* **Exercise prompt**:
In the entries that follow, find every line containing "sign" and copy it.

- - - - - - -

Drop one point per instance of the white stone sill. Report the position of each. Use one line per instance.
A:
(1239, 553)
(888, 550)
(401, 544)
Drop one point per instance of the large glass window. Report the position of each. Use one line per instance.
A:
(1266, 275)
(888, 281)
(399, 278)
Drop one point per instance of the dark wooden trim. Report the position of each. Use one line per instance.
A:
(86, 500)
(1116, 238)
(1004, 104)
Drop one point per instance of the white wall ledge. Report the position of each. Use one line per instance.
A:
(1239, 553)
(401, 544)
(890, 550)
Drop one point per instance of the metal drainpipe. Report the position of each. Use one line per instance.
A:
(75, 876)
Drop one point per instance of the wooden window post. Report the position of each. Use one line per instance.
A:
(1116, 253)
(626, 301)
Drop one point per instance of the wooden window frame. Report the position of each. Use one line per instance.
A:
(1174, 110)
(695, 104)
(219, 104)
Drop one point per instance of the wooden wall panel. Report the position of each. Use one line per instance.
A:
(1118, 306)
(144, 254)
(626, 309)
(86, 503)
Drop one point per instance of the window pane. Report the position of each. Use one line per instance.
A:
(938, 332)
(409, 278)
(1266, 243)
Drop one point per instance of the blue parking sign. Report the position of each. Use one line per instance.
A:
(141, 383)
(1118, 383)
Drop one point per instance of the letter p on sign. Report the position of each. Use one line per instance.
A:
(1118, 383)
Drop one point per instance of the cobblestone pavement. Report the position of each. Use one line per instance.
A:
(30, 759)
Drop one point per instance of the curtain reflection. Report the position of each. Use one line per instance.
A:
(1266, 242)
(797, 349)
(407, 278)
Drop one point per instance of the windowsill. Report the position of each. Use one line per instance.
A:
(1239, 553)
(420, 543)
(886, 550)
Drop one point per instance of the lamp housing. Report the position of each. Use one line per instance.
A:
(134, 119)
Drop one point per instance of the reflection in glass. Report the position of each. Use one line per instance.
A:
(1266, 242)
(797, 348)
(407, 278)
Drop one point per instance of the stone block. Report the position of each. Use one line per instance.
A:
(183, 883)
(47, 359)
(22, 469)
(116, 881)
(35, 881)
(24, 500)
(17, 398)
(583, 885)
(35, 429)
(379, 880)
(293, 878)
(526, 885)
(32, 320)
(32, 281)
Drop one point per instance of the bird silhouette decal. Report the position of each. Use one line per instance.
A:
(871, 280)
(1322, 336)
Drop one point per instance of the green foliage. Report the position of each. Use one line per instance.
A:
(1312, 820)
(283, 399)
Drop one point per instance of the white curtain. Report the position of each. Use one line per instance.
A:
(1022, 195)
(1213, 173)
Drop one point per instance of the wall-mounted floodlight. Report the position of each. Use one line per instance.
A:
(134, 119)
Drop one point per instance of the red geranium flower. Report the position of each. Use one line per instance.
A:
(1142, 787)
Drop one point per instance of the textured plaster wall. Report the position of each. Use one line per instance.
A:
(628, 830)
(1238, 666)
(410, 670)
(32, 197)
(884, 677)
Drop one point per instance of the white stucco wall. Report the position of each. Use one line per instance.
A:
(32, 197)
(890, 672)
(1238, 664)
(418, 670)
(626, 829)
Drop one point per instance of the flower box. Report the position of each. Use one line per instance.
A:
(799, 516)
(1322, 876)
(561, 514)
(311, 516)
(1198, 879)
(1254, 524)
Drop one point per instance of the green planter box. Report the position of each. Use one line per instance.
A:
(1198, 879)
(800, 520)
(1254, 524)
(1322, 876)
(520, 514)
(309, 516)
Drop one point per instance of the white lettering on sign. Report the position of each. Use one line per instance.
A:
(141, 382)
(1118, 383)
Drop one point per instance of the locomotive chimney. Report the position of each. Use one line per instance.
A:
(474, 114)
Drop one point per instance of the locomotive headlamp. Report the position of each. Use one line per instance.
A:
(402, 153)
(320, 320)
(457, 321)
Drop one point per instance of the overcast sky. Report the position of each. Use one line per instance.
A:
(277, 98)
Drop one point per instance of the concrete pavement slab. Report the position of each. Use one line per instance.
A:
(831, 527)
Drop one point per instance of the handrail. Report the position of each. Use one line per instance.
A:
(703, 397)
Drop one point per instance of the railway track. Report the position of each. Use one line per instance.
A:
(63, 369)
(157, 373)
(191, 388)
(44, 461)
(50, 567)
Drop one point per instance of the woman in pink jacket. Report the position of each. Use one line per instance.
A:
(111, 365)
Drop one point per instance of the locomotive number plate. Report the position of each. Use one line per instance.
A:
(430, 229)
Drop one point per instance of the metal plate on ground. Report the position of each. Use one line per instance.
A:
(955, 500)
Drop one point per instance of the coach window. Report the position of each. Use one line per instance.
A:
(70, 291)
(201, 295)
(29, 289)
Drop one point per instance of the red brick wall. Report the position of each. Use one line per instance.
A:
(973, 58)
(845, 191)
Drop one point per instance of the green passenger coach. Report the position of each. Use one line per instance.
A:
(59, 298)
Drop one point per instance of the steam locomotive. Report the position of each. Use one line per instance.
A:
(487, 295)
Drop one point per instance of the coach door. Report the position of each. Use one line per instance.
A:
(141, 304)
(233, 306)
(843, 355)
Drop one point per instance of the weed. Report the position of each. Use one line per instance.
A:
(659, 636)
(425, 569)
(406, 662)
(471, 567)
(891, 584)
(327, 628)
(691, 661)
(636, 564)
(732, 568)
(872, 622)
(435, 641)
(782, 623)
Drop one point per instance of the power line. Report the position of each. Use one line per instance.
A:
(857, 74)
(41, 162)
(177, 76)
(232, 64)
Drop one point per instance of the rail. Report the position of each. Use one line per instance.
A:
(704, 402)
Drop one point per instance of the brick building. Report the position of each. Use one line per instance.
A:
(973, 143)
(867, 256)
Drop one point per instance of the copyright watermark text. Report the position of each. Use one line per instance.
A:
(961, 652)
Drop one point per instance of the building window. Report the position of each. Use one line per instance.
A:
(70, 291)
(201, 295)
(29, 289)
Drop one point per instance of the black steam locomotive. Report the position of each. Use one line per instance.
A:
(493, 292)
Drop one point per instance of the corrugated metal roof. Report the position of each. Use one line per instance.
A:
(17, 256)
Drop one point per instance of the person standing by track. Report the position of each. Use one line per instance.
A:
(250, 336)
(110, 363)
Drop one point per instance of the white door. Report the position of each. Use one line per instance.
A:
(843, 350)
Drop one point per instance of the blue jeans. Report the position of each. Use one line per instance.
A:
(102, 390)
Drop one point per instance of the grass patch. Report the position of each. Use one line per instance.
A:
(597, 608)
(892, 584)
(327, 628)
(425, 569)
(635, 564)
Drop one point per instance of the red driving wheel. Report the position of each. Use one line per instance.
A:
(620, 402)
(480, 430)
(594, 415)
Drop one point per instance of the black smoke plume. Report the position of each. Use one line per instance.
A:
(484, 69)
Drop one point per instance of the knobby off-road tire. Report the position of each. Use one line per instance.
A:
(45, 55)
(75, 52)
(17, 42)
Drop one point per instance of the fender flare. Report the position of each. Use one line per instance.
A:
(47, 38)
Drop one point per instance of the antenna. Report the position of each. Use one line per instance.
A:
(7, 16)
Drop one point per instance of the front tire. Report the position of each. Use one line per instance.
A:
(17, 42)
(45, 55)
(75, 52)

- - - - - - -

* **Finished exercise**:
Drop one point per instance of the blue parking sign. Report the position of each. Use one line per instance.
Drop one point per instance of the letter p on sign. Report the position of each. Use one line per instance.
Drop one point per instance of the white lettering on sign. Report the position of each. Use one line per instance.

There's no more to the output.